● **Exercise objective**:
Please transcribe the listing below in full and word for word, without its pictures.
#### Material
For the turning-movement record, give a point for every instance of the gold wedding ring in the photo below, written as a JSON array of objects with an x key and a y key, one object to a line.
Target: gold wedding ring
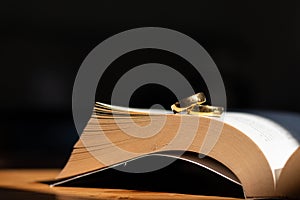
[
  {"x": 193, "y": 105},
  {"x": 188, "y": 102}
]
########
● **Written response**:
For the turning-movement record, give a point for every instance of the gold wedding ring in the photo below, written as a JSON array of objects with an x key and a y key, one object to a line.
Target: gold wedding ring
[
  {"x": 193, "y": 105},
  {"x": 188, "y": 102}
]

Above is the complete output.